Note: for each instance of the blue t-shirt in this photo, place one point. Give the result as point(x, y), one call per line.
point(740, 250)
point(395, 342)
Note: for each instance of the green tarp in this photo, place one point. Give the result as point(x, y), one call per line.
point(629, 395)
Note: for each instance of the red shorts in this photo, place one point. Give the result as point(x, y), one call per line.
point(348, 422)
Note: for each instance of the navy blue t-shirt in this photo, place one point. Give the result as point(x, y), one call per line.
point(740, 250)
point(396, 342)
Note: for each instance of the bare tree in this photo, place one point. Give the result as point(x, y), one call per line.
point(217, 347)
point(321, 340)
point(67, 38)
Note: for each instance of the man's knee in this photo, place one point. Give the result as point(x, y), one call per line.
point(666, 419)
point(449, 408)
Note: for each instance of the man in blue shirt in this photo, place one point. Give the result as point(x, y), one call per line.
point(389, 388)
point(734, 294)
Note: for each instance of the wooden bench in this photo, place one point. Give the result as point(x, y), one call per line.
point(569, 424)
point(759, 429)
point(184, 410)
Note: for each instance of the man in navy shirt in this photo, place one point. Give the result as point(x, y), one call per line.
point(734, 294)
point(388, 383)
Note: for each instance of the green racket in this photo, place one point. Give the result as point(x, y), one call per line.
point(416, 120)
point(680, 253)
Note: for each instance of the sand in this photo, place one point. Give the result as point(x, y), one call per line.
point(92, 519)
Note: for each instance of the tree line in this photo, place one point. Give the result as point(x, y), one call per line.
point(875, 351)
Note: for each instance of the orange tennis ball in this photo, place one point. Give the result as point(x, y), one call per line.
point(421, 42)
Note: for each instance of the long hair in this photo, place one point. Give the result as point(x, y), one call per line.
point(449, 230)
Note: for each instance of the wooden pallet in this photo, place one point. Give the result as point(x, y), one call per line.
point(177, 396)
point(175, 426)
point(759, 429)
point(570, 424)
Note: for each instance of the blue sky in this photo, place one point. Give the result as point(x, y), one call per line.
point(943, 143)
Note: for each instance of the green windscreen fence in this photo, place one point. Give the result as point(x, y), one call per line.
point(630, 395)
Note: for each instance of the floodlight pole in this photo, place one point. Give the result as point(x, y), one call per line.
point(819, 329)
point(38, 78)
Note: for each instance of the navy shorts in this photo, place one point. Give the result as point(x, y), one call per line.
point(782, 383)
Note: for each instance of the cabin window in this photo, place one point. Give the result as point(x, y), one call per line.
==
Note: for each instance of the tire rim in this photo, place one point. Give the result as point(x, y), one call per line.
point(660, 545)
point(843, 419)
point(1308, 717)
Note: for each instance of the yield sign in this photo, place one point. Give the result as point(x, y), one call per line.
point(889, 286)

- Given exercise -
Please copy out the rows from the line with "Note: for each instance of the blue t-shirt" up to and including the line with "point(629, 395)", shifting every x and y coordinate in the points upward by 68.

- Full solution -
Note: for each instance of the blue t-shirt in this photo, place one point. Give the result as point(x, y), one call per line.
point(808, 318)
point(463, 410)
Note: for each instance of the green tarp in this photo, place one point. Give the result as point(x, y), one call per line.
point(697, 463)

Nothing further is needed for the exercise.